__CHALLENGES__.
1) Revise the album text from "Funkdoobiest chronology" to "the Doobie Brothers.", putting "television comedy" wherever "sitcom" appears.
2) Carry the article on the album Which Doobie U B? forward from its last sentence.

__TEXT SHOWN__.
[BEGIN]
Studio album by Funkdoobiest
- Released: May 4, 1993
- Recorded: 1991–1992
- Studios: 38 Fresh (Los Angeles, CA); Echo Sound (Los Angeles, CA); Image (Hollywood, CA); Soundtrack (New York City, NY);
- Genres: West Coast hip hop; alternative hip hop;
- Length: 39:37
- Labels: Epic; Immortal; Buzz Tone Entertainment; SME;
- Producers: DJ Ralph M; T-Ray; DJ Muggs; DJ Lethal;

Funkdoobiest chronology
|  | Which Doobie U B? (1993) | Brothas Doobie (1995) |

Singles from Which Doobie U B?
- "Bow Wow Wow" Released: 1992; "The Funkiest / Freak Mode" Released: 1993; "Wopbabalubop / Where's It At" Released: 1993;

= Which Doobie U B? =

Which Doobie U B? is the debut studio album by Los Angeles–based hip hop group Funkdoobiest. It was released on May 4, 1993, via Epic Records. The album peaked at number 56 on the US Billboard 200 chart.

The album title comes from a line in an episode of the 1970s sitcom, What's Happening!!, when the main character, Raj, is introduced to special guests the Doobie Brothers.

==Critical reception==

The Los Angeles Times wrote: "Despite some inviting musical tracks, Funkdoobiest's drone of dissin' and tireless display of bravado dampens its debut." Minya Oh of The Source thought the group lacked originality, "sound[ing] just like House of Pain [...] and Cypress Hill". She concluded: "With pop culture references and cliches thrown together their style really makes no kinda sense most of the time".
[END]
__DATA EXCERPTS__.
[BEGIN]
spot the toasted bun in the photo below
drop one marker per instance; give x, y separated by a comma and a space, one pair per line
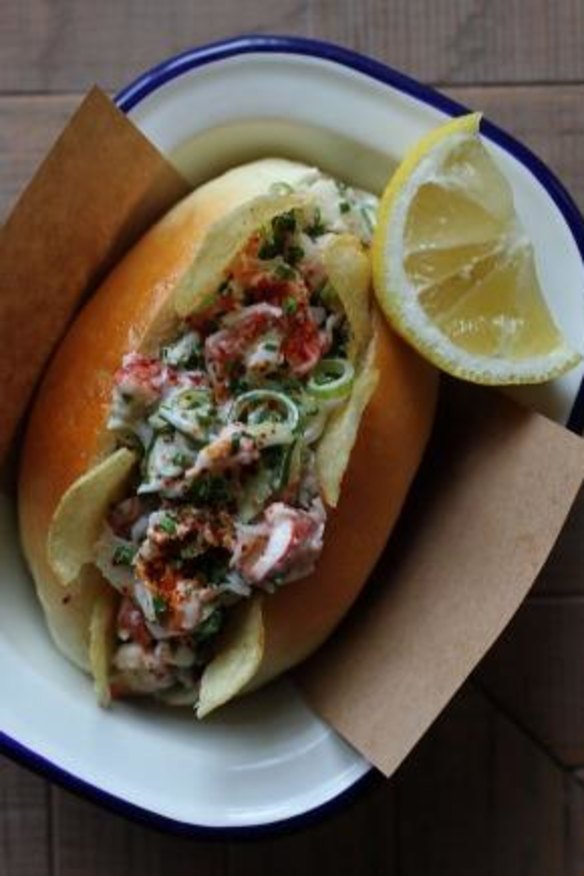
66, 434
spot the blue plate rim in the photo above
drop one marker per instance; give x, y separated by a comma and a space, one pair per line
127, 99
221, 50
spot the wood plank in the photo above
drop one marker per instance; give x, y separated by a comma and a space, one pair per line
550, 120
460, 41
536, 672
574, 795
28, 128
478, 797
357, 839
93, 842
25, 846
67, 45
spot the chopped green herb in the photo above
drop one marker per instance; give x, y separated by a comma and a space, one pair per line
275, 239
268, 250
123, 555
284, 272
159, 604
294, 255
224, 287
191, 550
167, 524
211, 489
290, 305
239, 385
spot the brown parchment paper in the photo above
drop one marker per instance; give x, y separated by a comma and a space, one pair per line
493, 494
488, 505
98, 189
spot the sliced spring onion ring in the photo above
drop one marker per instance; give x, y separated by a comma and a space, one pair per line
261, 397
331, 379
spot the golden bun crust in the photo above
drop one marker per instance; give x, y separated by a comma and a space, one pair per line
66, 432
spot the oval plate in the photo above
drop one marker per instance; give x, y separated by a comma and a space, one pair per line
267, 761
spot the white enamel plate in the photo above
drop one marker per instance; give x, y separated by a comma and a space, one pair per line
267, 760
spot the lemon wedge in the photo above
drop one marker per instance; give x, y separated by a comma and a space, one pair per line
454, 270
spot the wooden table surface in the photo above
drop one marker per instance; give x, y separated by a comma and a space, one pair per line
495, 788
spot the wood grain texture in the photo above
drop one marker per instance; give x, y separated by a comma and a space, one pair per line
25, 838
536, 672
91, 842
454, 41
68, 45
548, 119
477, 797
358, 839
64, 45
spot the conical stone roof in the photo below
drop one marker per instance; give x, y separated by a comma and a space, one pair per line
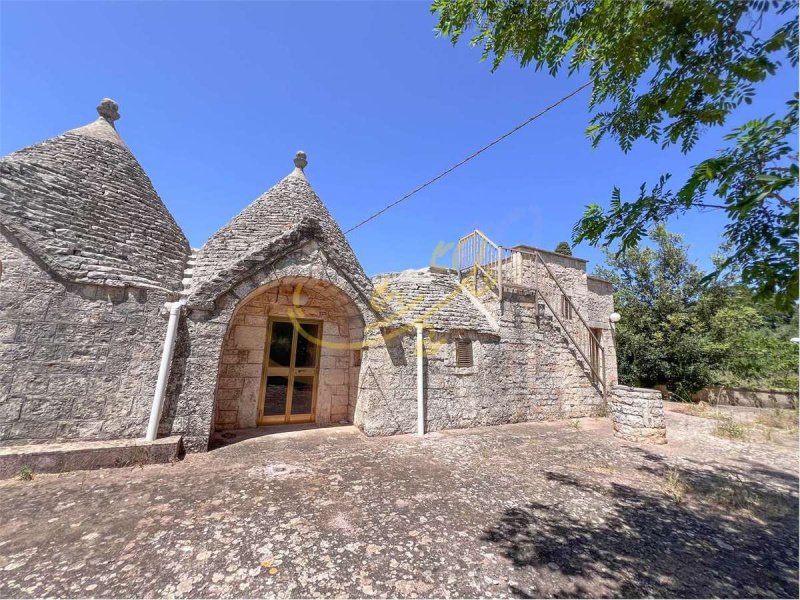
287, 215
82, 204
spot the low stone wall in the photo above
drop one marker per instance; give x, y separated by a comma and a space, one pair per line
638, 414
84, 456
744, 397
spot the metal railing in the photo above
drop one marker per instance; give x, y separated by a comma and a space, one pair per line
477, 255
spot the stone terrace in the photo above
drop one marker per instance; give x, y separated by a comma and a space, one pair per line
547, 509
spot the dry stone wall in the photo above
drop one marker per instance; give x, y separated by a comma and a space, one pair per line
76, 361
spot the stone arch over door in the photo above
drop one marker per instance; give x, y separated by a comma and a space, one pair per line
336, 350
207, 323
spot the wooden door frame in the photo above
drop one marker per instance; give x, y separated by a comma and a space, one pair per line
289, 372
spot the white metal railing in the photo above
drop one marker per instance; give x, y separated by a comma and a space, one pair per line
479, 257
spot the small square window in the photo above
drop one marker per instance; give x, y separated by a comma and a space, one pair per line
463, 353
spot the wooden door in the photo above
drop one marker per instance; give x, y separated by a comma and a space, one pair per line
291, 372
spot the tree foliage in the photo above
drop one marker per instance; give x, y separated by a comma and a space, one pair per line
675, 332
563, 248
666, 71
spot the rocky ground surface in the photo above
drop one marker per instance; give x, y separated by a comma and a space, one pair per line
549, 509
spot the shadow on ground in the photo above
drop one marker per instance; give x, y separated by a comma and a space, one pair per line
729, 537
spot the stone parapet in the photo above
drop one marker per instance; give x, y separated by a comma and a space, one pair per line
638, 414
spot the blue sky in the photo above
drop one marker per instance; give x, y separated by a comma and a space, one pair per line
216, 97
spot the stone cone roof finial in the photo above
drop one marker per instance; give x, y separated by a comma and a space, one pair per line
109, 110
300, 161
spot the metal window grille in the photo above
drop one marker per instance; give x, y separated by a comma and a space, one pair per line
463, 353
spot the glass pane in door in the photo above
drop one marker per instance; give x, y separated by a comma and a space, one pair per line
302, 394
275, 396
280, 344
307, 345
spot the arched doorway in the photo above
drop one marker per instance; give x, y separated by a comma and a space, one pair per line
291, 354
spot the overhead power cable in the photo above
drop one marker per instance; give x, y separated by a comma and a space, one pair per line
527, 121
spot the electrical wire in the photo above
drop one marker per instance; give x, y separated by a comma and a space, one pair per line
528, 121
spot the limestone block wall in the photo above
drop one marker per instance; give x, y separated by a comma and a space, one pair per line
525, 373
746, 397
638, 414
593, 297
241, 368
191, 398
76, 361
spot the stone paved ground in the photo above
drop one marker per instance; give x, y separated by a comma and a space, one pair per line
521, 510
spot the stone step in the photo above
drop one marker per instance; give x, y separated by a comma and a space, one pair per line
84, 456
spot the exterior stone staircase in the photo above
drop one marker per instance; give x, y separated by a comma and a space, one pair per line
515, 270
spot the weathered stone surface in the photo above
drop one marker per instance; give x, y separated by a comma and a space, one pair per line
78, 366
82, 456
83, 205
537, 510
638, 414
89, 255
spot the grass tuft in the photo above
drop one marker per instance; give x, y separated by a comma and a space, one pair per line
24, 474
674, 487
730, 428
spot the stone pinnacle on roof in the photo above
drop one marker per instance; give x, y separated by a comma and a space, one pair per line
300, 162
109, 110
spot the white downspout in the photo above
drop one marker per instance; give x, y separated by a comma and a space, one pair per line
420, 384
163, 370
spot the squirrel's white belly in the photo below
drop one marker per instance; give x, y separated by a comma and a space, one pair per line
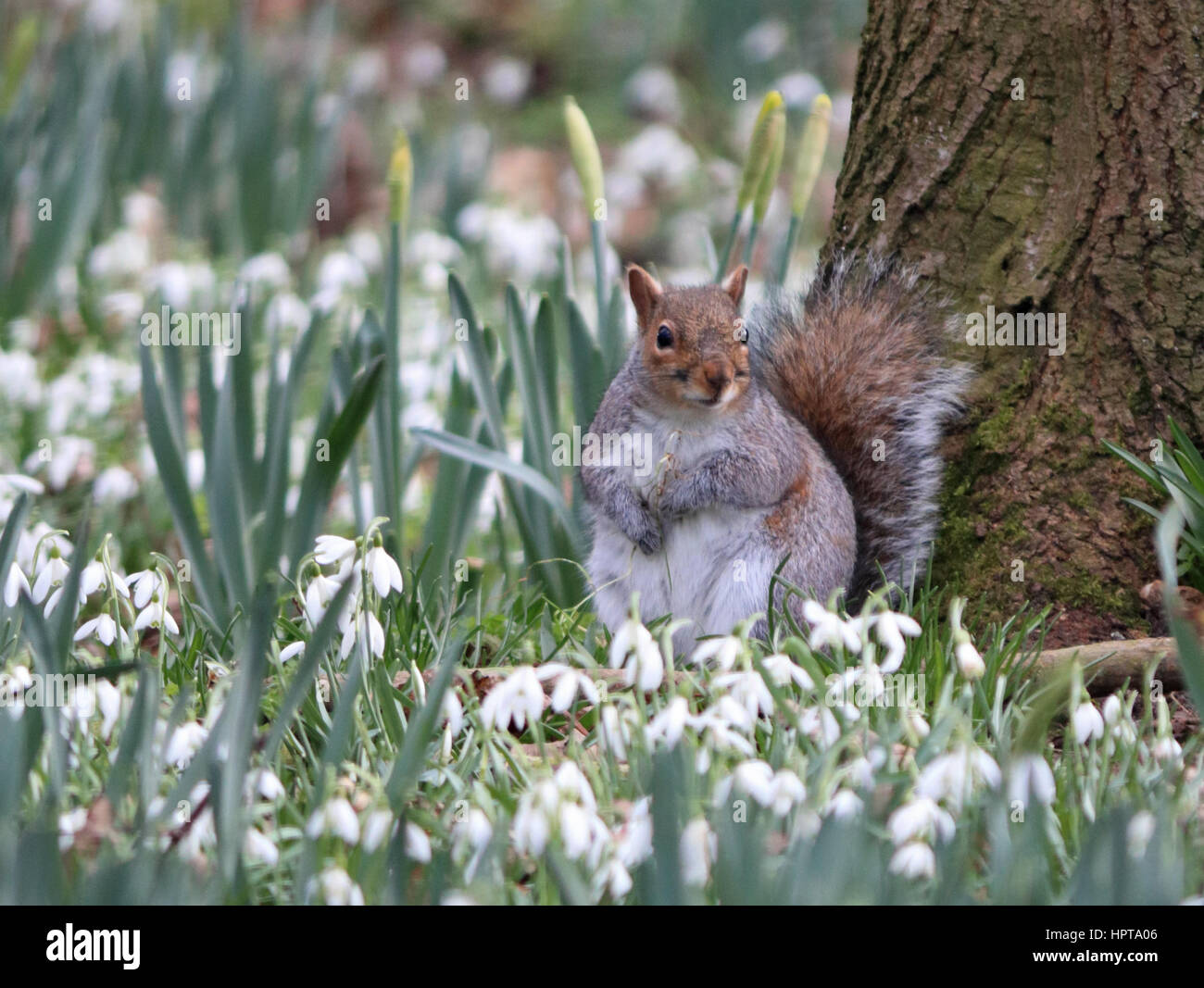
714, 569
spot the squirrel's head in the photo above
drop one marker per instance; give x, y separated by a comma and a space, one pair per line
693, 342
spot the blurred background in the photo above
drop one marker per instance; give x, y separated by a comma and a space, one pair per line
160, 153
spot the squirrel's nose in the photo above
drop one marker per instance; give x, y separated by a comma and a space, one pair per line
718, 374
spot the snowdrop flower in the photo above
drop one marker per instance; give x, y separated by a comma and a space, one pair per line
844, 804
820, 725
318, 594
721, 653
337, 274
1139, 832
633, 649
914, 860
783, 670
569, 683
337, 888
104, 627
506, 81
779, 791
92, 579
531, 827
517, 699
156, 615
827, 629
970, 662
287, 313
185, 742
954, 775
336, 818
15, 582
749, 691
365, 623
890, 630
376, 831
920, 819
453, 711
144, 585
633, 838
259, 847
1030, 776
670, 723
330, 550
384, 569
697, 850
1087, 722
418, 844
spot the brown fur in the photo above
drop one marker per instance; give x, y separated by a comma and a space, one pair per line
863, 361
709, 352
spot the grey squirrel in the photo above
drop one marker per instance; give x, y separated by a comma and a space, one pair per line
808, 430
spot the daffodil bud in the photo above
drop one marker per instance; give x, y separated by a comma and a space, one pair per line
810, 152
759, 148
584, 151
401, 178
773, 164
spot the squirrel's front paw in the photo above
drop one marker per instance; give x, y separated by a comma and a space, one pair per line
650, 542
646, 532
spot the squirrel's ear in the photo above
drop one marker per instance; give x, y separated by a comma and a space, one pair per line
645, 292
734, 284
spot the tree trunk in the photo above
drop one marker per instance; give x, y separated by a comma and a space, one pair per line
1046, 157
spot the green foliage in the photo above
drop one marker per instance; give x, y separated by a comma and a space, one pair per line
1176, 474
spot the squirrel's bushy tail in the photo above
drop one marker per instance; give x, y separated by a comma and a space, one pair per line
862, 362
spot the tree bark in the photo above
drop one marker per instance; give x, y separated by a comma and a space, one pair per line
1046, 199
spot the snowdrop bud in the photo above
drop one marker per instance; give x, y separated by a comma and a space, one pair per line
1087, 723
771, 165
401, 178
810, 152
759, 147
970, 662
584, 151
697, 848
[END]
__ANSWERS IN ORDER__.
1)
Funkdoobiest chronology
|  | Which Doobie U B? (1993) | Brothas Doobie (1995) |

Singles from Which Doobie U B?
- "Bow Wow Wow" Released: 1992; "The Funkiest / Freak Mode" Released: 1993; "Wopbabalubop / Where's It At" Released: 1993;

= Which Doobie U B? =

Which Doobie U B? is the debut studio album by Los Angeles–based hip hop group Funkdoobiest. It was released on May 4, 1993, via Epic Records. The album peaked at number 56 on the US Billboard 200 chart.

The album title comes from a line in an episode of the 1970s television comedy, What's Happening!!, when the main character, Raj, is introduced to special guests the Doobie Brothers.

2)
Professional ratings
Review scores
| Source | Rating |
| AllMusic | Star Half star |
| RapReviews | 7/10 |
| The Source | Star |

== Track listing ==

| No. | Title | Writer(s) | Producer(s) | Length |
|---|---|---|---|---|
| 1. | "The Funkiest" | J. Vasquez; L. Dimant; L. Muggerud; | DJ Muggs; DJ Lethal; | 3:22 |
| 2. | "Bow Wow Wow" | J. Vasquez; L. Dimant; L. Muggerud; | DJ Muggs; DJ Lethal; | 4:13 |
| 3. | "Freak Mode" | J. Vasquez; R. Medrano; | DJ Ralph M | 3:27 |
| 4. | "I'm Shittin' on 'Em" | J. Vasquez; T. Ray; A. Toussaint; | T-Ray | 4:02 |
| 5. | "Who's the Doobiest" | J. Vasquez; T. Ray; | T-Ray | 2:52 |
| 6. | "Doobie to the Head" | J. Vasquez; R. Medrano; | DJ Ralph M | 3:28 |
| 7. | "Where's It At" | J. Vasquez; T. Ray; T. Pacheco; | T-Ray | 3:40 |
| 8. | "Wopbabalubop" (featuring B-Real) | J. Vasquez; L. Freeze; T. Ray; D. LaBostrie; R. Penniman; | T-Ray | 3:43 |
| 9. | "The Porno King" | J. Vasquez; R. Medrano; | DJ Ralph M | 0:26 |
| 10. | "'Uh C'mon Yeah!" | J. Vasquez; R. Medrano; | DJ Ralph M | 3:17 |
| 11. | "Here I Am" | R. Medrano; T. Pacheco; | DJ Ralph M | 3:51 |
| 12. | "Funk's on Me" | J. Vasquez; R. Medrano; S. Hollister; | DJ Ralph M | 3:13 |
| Total length: |  |  |  | 39:37 |

==Personnel==
- Jason Vasquez – main artist
- Ralph Medrano – main artist
- Tyrone Pacheco – main artist
- Louis Freese – featured artist (track 8)
- Richard Todd Ray – producer (tracks: 4, 5, 7, 8)
- Lawrence Muggerud – producer (tracks: 1, 2)
- Leor Dimant – producer (tracks: 1, 2)
- Jason Roberts – mixing (tracks: 1, 3, 6, 8, 12), recording (tracks: 1, 2, 6, 12)
- Rich July – mixing (tracks: 5, 7)
- Mike Calderon – mixing (tracks: 9, 10), recording (track 9)
- Joe "The Butcher" Nicolo – mixing (track 2)
- Chris Shaw – mixing and recording (track 4)
- Mike Wallach – mixing and recording (track 11)
- Anton Pukshansky – recording (tracks: 5, 7, 8)
- Mike Green – recording (tracks: 3, 10)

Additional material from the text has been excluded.